Requirement: Nothing may be dropped or altered: reproduce all the data.

Data for this exercise:

# # # # #

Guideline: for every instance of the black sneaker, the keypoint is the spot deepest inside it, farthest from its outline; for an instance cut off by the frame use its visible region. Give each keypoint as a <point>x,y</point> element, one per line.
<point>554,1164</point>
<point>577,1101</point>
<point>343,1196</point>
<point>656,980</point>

# # # # #

Task response:
Guideline: for every instance of the black sneaker, the keypoint is the spot deepest inside it, farthest from its outline; for an instance cut off by the frame use its visible region. Give each keypoint as a <point>x,y</point> element, one per line.
<point>554,1164</point>
<point>577,1101</point>
<point>343,1196</point>
<point>656,980</point>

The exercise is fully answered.